------ ENTRIES SHOWN

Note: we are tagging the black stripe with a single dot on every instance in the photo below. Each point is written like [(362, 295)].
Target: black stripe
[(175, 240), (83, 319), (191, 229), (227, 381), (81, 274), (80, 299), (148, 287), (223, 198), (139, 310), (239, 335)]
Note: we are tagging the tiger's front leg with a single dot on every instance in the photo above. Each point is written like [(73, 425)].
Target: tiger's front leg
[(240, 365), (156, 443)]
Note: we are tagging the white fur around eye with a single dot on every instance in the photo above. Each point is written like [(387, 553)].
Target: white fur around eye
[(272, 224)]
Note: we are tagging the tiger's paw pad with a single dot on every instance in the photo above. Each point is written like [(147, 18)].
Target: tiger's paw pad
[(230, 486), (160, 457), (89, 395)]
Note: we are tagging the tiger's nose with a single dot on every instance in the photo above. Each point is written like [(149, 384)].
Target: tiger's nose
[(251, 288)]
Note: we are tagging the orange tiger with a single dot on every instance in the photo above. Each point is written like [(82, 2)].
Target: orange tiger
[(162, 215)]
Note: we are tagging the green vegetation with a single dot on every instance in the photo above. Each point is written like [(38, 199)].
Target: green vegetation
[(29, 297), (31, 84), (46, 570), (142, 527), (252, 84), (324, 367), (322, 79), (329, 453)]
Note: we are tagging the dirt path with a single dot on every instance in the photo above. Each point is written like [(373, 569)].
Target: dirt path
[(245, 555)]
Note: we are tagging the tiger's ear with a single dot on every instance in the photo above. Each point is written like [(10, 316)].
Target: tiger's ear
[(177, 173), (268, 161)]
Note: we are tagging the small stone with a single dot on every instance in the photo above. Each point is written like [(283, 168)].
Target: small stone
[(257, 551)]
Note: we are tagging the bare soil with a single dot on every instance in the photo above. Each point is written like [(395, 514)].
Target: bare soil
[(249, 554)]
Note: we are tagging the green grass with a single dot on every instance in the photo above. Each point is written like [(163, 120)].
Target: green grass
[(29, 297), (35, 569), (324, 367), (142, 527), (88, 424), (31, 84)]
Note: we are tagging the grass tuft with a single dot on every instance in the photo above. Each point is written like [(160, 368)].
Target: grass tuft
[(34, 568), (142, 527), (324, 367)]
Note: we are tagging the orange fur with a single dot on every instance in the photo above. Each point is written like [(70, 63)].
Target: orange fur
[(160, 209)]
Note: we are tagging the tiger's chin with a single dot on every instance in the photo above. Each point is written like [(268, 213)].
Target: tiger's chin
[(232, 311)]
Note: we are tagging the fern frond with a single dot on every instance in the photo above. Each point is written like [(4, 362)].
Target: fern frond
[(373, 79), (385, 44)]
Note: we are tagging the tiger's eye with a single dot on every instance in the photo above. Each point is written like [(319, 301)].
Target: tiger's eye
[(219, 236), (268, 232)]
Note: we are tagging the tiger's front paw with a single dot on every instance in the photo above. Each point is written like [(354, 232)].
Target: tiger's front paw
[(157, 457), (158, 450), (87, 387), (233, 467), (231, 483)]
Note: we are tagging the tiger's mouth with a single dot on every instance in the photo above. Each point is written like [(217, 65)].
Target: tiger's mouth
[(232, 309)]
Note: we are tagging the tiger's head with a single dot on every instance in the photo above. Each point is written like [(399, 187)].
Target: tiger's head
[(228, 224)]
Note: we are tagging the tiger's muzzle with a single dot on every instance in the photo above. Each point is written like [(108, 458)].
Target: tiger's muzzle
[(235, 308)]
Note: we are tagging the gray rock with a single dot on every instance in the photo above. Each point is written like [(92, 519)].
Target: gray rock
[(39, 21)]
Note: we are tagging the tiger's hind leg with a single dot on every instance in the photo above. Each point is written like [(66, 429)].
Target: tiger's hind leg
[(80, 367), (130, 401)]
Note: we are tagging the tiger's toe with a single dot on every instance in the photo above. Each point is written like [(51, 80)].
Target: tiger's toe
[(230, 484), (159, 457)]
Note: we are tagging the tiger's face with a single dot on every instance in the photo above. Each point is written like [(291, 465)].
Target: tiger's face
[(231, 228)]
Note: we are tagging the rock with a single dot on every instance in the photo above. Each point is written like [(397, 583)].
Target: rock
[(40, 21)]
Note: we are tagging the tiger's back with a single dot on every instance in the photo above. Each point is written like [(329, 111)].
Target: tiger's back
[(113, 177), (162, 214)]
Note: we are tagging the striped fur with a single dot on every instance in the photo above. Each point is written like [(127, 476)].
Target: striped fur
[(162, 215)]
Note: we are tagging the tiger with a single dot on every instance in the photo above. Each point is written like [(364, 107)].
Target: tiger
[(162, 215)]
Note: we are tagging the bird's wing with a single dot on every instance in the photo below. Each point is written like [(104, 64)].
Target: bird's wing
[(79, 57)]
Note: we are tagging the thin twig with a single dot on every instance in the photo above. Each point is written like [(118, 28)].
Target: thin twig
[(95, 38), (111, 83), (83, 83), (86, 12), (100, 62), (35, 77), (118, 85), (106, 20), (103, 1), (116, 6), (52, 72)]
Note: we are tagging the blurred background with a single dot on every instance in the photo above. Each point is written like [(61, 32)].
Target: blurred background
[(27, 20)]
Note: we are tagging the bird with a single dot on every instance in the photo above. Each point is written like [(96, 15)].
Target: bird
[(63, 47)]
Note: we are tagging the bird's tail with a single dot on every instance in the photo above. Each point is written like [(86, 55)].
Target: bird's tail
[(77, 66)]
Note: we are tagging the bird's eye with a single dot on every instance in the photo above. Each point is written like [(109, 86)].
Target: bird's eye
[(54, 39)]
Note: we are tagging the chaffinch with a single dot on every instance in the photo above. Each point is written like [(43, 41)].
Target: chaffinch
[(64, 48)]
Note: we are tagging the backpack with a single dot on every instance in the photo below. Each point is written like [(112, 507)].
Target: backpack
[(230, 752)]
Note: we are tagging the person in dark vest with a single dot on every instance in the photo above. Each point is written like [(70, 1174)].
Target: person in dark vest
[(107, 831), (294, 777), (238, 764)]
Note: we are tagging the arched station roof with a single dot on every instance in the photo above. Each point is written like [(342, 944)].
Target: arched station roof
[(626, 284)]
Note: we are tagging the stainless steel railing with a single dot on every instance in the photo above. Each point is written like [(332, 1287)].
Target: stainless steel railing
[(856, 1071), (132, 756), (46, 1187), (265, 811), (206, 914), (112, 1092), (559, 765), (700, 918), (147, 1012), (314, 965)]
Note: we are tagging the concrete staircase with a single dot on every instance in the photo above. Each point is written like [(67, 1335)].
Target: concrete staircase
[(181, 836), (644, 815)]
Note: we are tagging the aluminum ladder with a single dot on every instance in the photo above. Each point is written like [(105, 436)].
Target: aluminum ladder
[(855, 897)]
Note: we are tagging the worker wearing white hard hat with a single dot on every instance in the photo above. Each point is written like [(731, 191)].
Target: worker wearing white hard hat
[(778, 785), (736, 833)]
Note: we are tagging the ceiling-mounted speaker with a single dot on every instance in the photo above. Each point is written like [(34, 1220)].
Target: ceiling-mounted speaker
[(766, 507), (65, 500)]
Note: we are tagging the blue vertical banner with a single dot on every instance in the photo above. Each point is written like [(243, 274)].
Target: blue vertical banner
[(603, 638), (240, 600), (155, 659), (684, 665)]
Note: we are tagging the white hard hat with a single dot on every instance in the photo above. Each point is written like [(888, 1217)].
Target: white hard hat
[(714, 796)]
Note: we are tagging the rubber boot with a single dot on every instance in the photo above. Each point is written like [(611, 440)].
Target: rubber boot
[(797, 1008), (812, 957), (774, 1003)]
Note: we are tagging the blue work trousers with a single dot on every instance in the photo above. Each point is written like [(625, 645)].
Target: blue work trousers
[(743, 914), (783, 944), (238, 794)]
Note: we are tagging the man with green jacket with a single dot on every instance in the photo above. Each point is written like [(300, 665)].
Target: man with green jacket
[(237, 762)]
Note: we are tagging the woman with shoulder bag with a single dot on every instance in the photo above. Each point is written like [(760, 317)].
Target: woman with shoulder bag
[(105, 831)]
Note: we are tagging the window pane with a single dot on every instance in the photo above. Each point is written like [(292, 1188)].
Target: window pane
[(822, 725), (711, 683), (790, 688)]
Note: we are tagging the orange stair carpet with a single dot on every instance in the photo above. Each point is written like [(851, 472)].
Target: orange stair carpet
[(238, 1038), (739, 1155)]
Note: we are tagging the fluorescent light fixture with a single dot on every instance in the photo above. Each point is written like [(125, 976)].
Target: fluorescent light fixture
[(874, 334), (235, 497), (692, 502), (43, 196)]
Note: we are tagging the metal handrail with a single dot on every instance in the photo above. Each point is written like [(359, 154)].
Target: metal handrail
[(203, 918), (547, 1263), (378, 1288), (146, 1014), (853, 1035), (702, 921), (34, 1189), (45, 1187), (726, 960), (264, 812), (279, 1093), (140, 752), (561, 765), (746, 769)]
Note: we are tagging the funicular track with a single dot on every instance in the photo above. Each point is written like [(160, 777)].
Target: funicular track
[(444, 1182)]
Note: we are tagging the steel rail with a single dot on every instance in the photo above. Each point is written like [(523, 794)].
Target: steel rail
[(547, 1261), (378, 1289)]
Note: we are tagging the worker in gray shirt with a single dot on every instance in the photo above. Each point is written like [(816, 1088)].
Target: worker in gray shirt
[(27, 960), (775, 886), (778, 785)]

------------

__EXERCISE AIM__
What are the lines from the one with "Note: we are tagging the metal" through the last line of the records above? Quote them exactly and add nothing.

__PROBLEM SOLUTION__
Note: we are tagging the metal handrail with a single dot on every instance in the photo above. Each point is written like [(359, 154)].
Target: metal handrail
[(203, 918), (547, 1263), (378, 1288), (146, 1014), (853, 1035), (702, 921), (34, 1189), (45, 1187), (726, 960), (264, 812), (279, 1093), (140, 752), (561, 765), (746, 769)]
Note: we are tagging the funicular track with a single dot on every instance in the photo above. Each point is written like [(160, 777)].
Target: funicular track
[(444, 1182)]
Note: we are tagging the steel rail with a single dot on every instance in the photo above. Each point is written like [(523, 794)].
Target: steel rail
[(547, 1261), (378, 1289)]
Note: we are tagging the worker in gray shirt with a single dot on every instance in the photo above. Each point is written like [(816, 1088)].
Target: worker in gray shirt
[(27, 960), (775, 886), (778, 785)]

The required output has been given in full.